### Work item
Repeat exactly, and only, the lines below starting at the line that contains "Query: red-footed booby" and ending at the line that contains "Query: tail feather", inclusive of both.

::: Exercise inputs :::

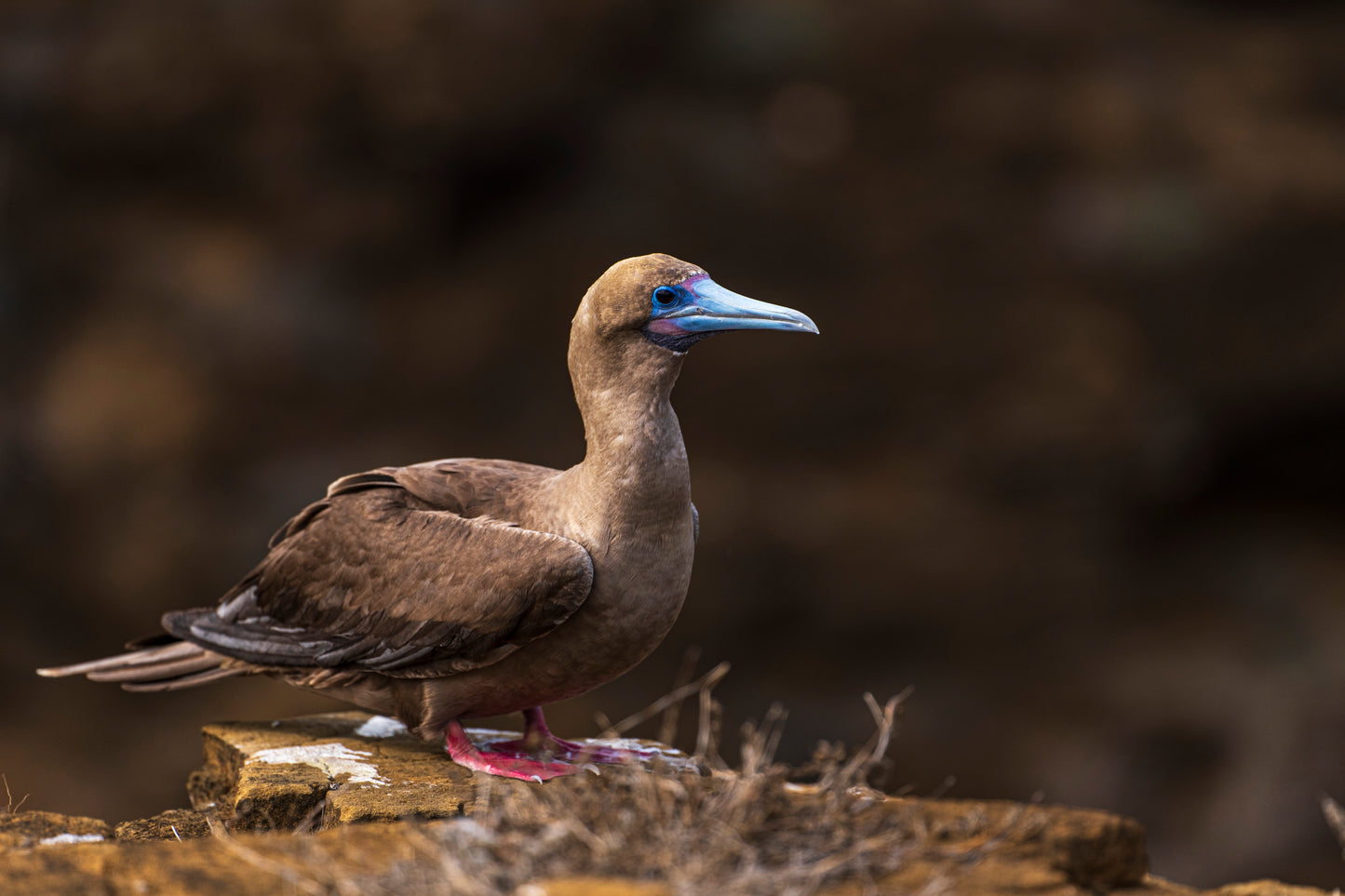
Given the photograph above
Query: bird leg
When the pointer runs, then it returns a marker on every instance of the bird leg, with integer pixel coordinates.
(538, 740)
(504, 765)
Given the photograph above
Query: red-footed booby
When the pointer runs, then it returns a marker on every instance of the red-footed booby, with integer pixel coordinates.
(463, 588)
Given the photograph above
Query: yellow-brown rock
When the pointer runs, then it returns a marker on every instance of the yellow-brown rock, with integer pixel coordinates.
(625, 833)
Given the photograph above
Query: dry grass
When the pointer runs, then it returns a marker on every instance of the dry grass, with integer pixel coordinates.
(1335, 818)
(9, 805)
(749, 830)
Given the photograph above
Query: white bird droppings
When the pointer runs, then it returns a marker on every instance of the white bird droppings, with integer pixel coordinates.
(381, 727)
(70, 838)
(332, 759)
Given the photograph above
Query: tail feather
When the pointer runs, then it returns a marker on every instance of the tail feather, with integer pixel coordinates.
(183, 682)
(163, 667)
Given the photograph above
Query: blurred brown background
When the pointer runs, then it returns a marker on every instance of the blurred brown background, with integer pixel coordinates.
(1067, 456)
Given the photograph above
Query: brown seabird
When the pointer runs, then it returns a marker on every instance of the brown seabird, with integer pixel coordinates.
(463, 588)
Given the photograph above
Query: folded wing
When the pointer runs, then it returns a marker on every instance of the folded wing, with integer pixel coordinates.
(377, 579)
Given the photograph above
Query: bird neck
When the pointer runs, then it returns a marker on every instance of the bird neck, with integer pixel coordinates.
(635, 464)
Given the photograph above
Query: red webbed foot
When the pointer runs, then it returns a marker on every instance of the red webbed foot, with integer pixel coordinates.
(538, 740)
(491, 762)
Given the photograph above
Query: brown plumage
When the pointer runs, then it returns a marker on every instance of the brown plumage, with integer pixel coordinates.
(464, 588)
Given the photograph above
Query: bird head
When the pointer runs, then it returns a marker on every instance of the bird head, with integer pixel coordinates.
(673, 304)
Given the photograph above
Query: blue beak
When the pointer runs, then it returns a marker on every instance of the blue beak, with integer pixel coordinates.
(704, 307)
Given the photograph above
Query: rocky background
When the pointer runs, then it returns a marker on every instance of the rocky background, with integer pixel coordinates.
(1067, 455)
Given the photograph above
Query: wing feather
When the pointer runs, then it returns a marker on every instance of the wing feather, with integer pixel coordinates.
(374, 578)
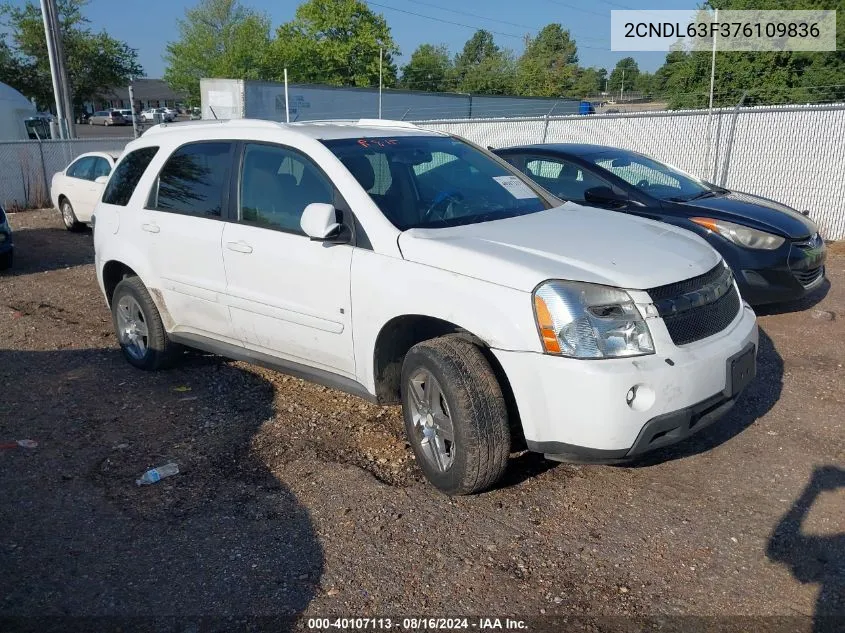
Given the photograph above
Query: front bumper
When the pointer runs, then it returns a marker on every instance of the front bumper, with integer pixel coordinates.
(580, 408)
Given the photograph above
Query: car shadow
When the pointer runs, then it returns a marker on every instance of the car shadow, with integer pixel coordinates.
(804, 303)
(815, 559)
(223, 545)
(40, 250)
(759, 397)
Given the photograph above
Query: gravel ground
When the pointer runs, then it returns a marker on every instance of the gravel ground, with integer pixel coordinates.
(297, 500)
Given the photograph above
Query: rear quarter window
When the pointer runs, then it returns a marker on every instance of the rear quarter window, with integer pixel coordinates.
(126, 176)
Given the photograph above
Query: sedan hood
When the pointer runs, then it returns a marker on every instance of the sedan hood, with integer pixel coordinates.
(569, 242)
(757, 212)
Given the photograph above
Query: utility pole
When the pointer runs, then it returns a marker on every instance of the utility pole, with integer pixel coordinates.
(287, 105)
(710, 149)
(622, 89)
(380, 50)
(51, 32)
(132, 109)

:::

### Answer to the exercise
Query: red-footed booby
When the pointer runs, then it returns a marker on every instance of the red-footed booby, with integer pixel coordinates.
(463, 588)
Given the photograph above
Query: yellow-brown rock
When the pointer runs, then it returns a marker on every instance of the yellow-brown rock, with integer pixel coordinates.
(625, 833)
Given the photograph above
Query: dry grass
When the pointer runs, then it returns a marker on every instance of the dry grass, with integer pixel coordinates.
(1335, 818)
(9, 805)
(749, 830)
Given the photograph above
Query: white bird droppings
When the pointer runs, then it returns a marker on every instance of the white bird droppings, with integer pixel coordinates.
(381, 727)
(70, 838)
(332, 759)
Given the photograph above
Query: tail feather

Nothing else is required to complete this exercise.